MFIA Clinic Moves for Summary Judgment in EPA FOIA Case

courthouse-shutterstock_450265687-cropped.jpg

On March 20, the Media Freedom and Information Access Clinic at Yale Law School moved for partial summary judgment on behalf of the New York Times and reporter Eric Lipton in their Freedom of Information Act lawsuit against the Environmental Protection Agency, asserting that the agency must release EPA Administrator Scott Pruitt’s calendar—including the topics of his meetings and the names of the people he meets with—on a regular basis.

“This is a very important FOIA case that takes advantage of a significant new part of the law,” said Allison Douglis ’18, a law student working on the case. “In 2016, Congress recognized that agencies were frequently failing to make critical information available to the public before it went stale and amended FOIA to require agencies to affirmatively produce more information without waiting for specific requests. Our lawsuit seeks to enforce that requirement with respect to Administrator Pruitt’s calendar.”

The clinic initiated the lawsuit last year on behalf of the New York Times and Pulitzer prize–winning investigative reporter Eric Lipton, who has been chronicling the Trump administration’s efforts to remake the EPA, the top federal agency charged with safeguarding the environment and public health.

"We value the work the team at the Yale clinic is doing to support our journalism, and even more importantly, to promote greater transparency in government," Lipton said.

According to the clinic, when Trump appointee Scott Pruitt took over the EPA last year, he met almost exclusively with corporate executives, oil and gas lobbyists, and conservative activists. He spent relatively little time with environmental groups or public health advocates. But it took months for the public to discover the extent to which industry interests dominated Pruitt’s schedule because the new EPA chief had ended a decades-long tradition of informing the public about his official meetings.

Over the past year, multiple groups have sued the EPA under the Freedom of Information Act to access records of Pruitt’s appointments. The Yale clinic’s lawsuit goes a step further, demanding that the EPA proactively release the daily schedule of its top official, instead of forcing journalists to wait months in litigation only to receive a delayed snapshot of Pruitt's calendar.

In its brief filed this week, the clinic argued that the EPA is violating the law by holding back the details of Pruitt’s meetings. For more than 20 years, the Freedom of Information Act has required federal agencies to release records that are likely to be requested repeatedly. In 2016, Congress further strengthened this obligation to disclose, ordering agencies to automatically release any records that have been asked for at least three times under the Freedom of Information Act.

The Yale clinic’s lawsuit on behalf of the New York Times and Lipton is, to the clinic’s knowledge, the first to rely on this new section of the law. The EPA administrator’s detailed schedule of meetings, which remains the subject of frequent public information requests, is a prime example of a document that the government must release without waiting to be asked.

“This is exactly the kind of baroque bureaucratic inefficiency that Congress wanted to streamline when it updated the law in 2016,” Jeff Guo ’20 said.

The Media Freedom and Information Access Clinic (MFIA) is a law student clinic dedicated to increasing government transparency, defending the essential work of news gatherers, and protecting freedom of expression by providing pro bono legal services, pursuing impact litigation and developing policy initiatives.

The team on this lawsuit included law students Allison Douglis ’18, Delbert Tran ’18, and Jeff Guo ’20. They were supervised by John Langford ’14 and Charles Sims ’76.

[Collection entries]

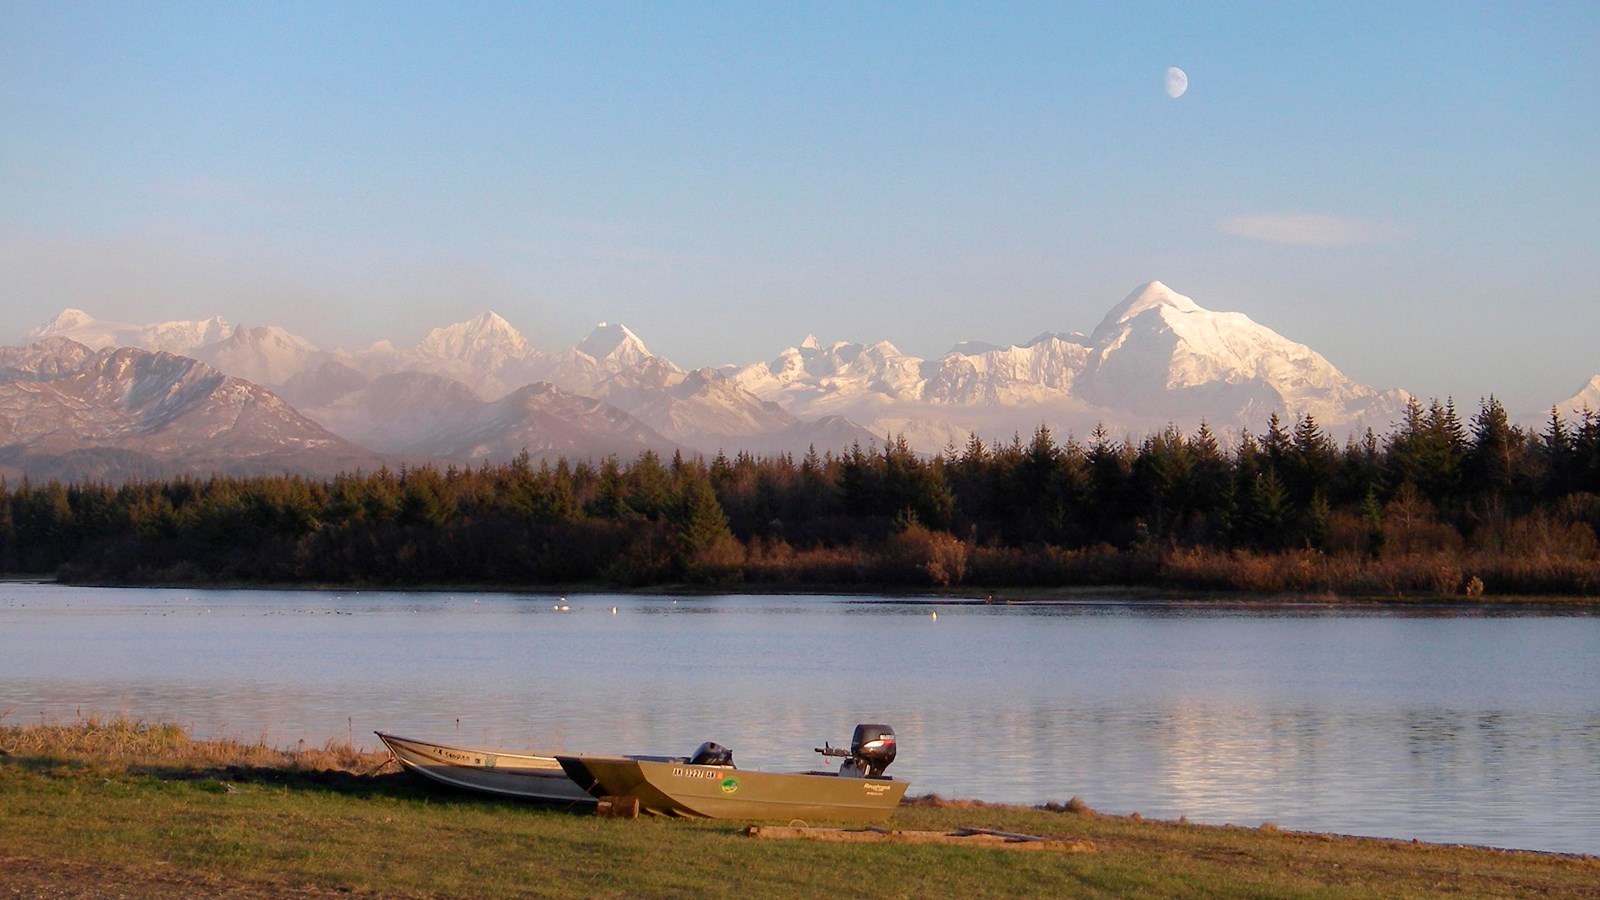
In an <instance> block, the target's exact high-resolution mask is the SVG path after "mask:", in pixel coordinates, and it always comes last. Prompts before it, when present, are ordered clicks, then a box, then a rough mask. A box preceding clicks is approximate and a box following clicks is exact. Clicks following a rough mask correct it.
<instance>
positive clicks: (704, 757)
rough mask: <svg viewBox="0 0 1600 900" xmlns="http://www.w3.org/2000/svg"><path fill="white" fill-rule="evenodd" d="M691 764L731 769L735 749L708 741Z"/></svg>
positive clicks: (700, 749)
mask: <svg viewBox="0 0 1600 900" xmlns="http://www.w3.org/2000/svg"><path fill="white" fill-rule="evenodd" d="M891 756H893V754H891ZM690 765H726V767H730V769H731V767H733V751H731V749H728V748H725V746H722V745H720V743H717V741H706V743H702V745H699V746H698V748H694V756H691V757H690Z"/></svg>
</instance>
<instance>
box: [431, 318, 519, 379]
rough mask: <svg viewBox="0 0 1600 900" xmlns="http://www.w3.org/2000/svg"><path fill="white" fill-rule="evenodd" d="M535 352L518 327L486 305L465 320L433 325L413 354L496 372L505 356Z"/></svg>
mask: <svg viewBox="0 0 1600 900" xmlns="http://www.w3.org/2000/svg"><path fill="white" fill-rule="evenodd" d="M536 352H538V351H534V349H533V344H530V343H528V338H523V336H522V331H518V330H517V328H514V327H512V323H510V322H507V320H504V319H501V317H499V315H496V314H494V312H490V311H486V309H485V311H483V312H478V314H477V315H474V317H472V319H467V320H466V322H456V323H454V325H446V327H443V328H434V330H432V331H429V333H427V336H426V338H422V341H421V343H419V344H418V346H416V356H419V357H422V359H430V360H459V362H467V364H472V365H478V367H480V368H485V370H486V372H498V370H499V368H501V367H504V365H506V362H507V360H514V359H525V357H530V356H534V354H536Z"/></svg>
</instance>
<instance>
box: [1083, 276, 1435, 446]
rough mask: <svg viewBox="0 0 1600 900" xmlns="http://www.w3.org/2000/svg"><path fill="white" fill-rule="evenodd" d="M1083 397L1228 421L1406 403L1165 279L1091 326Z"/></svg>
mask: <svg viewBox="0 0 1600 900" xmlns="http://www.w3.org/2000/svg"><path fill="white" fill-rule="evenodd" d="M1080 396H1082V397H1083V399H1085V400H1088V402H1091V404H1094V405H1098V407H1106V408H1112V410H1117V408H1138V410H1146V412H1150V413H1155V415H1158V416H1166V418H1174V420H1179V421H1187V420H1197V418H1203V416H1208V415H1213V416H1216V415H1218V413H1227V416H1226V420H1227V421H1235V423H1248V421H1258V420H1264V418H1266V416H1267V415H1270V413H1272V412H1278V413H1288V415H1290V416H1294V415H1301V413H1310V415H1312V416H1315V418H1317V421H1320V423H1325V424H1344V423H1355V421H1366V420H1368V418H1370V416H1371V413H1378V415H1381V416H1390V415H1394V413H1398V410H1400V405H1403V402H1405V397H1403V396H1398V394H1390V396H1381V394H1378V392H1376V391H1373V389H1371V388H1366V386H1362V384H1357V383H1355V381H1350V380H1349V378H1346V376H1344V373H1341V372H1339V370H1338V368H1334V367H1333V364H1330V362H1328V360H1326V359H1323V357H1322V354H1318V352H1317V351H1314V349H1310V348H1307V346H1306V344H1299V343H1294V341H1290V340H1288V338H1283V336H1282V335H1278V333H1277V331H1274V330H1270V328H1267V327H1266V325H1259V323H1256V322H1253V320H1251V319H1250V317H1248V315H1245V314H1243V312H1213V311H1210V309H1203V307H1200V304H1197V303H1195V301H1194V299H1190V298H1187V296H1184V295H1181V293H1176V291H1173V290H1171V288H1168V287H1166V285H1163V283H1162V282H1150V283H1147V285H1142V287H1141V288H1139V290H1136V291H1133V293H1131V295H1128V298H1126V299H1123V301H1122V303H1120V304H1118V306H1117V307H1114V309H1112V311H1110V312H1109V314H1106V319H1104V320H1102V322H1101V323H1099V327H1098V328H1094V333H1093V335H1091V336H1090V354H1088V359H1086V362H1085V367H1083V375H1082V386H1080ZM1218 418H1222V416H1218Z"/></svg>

[ABOUT THIS TASK] Reproduce the passage of the article about the clinic's EPA lawsuit from "MFIA Clinic Moves" to "a regular basis." word for word.

[WRITTEN ANSWER]
MFIA Clinic Moves for Summary Judgment in EPA FOIA Case

courthouse-shutterstock_450265687-cropped.jpg

On March 20, the Media Freedom and Information Access Clinic at Yale Law School moved for partial summary judgment on behalf of the New York Times and reporter Eric Lipton in their Freedom of Information Act lawsuit against the Environmental Protection Agency, asserting that the agency must release EPA Administrator Scott Pruitt’s calendar—including the topics of his meetings and the names of the people he meets with—on a regular basis.